Show every line below that contains the string "skin", matching case exactly.
BEGIN EXTRACTED DATA
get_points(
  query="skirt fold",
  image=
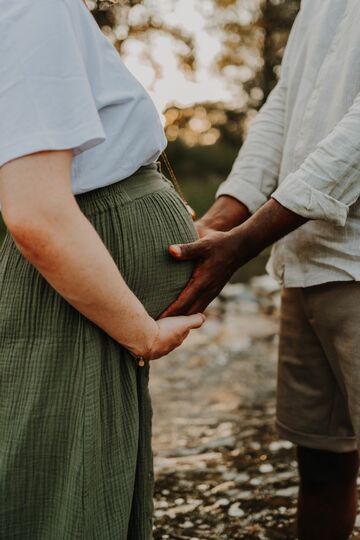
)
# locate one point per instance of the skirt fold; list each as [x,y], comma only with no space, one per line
[75,409]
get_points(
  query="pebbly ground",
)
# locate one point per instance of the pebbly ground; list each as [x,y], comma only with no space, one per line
[221,470]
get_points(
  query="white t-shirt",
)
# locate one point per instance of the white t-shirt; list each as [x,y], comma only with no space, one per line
[64,85]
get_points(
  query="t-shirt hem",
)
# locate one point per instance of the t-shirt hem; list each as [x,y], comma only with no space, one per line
[79,140]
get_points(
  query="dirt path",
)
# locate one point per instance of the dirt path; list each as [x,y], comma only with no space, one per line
[222,472]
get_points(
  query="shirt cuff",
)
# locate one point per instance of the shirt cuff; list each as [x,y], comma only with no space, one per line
[244,192]
[303,199]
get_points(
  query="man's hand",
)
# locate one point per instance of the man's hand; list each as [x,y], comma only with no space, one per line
[220,254]
[217,258]
[225,214]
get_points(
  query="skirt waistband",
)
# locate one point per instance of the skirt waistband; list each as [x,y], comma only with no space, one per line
[145,180]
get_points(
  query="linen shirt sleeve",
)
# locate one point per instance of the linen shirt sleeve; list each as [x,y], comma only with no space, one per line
[46,101]
[328,181]
[255,172]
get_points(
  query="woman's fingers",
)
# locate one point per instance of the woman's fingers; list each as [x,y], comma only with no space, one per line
[194,321]
[173,331]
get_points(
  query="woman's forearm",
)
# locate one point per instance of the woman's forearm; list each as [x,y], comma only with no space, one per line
[67,251]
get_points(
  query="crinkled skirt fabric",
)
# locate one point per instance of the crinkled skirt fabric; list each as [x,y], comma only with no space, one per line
[75,410]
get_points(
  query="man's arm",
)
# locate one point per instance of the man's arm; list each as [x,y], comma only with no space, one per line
[220,254]
[323,188]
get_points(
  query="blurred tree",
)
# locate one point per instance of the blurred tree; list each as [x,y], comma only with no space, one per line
[254,35]
[139,19]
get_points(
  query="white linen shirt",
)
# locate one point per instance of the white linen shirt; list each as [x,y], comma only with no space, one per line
[303,148]
[63,85]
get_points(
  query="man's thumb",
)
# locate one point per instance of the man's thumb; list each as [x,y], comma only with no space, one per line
[185,252]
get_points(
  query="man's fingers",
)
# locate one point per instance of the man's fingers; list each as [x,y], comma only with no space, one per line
[186,252]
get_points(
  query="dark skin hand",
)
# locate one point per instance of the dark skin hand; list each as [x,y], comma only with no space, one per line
[229,238]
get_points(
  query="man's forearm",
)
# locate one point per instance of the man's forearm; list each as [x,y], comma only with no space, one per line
[225,214]
[270,223]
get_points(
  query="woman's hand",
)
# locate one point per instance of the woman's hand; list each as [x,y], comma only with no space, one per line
[172,331]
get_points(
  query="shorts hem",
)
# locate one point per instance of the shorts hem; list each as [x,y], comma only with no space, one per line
[318,442]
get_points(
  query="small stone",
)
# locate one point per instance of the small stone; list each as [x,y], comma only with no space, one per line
[287,492]
[266,468]
[223,502]
[236,511]
[256,481]
[241,478]
[187,525]
[275,446]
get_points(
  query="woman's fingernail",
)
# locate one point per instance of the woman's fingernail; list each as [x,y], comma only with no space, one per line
[176,250]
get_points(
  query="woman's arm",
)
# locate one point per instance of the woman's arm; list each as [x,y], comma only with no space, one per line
[50,230]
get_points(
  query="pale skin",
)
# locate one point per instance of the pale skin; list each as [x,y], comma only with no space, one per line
[48,227]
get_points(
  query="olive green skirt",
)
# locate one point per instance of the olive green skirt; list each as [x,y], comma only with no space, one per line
[75,411]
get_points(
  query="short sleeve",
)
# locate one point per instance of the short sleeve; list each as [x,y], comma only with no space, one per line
[46,100]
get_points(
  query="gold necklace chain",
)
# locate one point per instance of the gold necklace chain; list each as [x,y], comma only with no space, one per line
[177,185]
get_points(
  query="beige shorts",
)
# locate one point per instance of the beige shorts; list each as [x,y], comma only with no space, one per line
[318,398]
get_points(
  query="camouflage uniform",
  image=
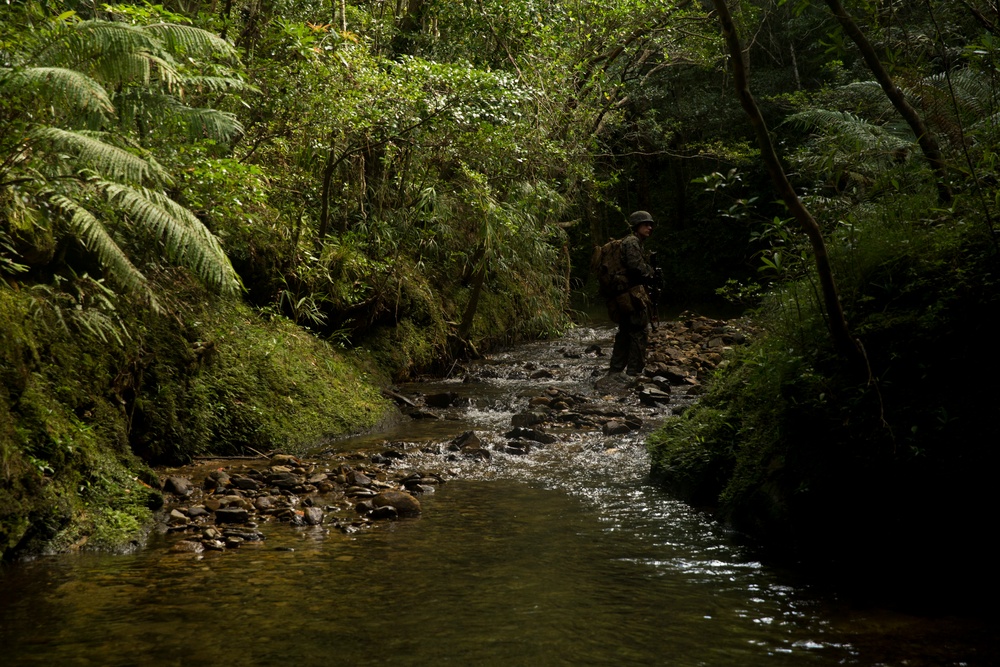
END EXTRACTED DATA
SOLUTION TO THIS PROBLEM.
  query="dark skin hand",
# locate one point per instance of the dark skin hand; list each as [x,y], comma only with no space, one per line
  query="pale skin",
# locate one point per instance of the pale skin; list each as [x,y], comma only with no space, one per line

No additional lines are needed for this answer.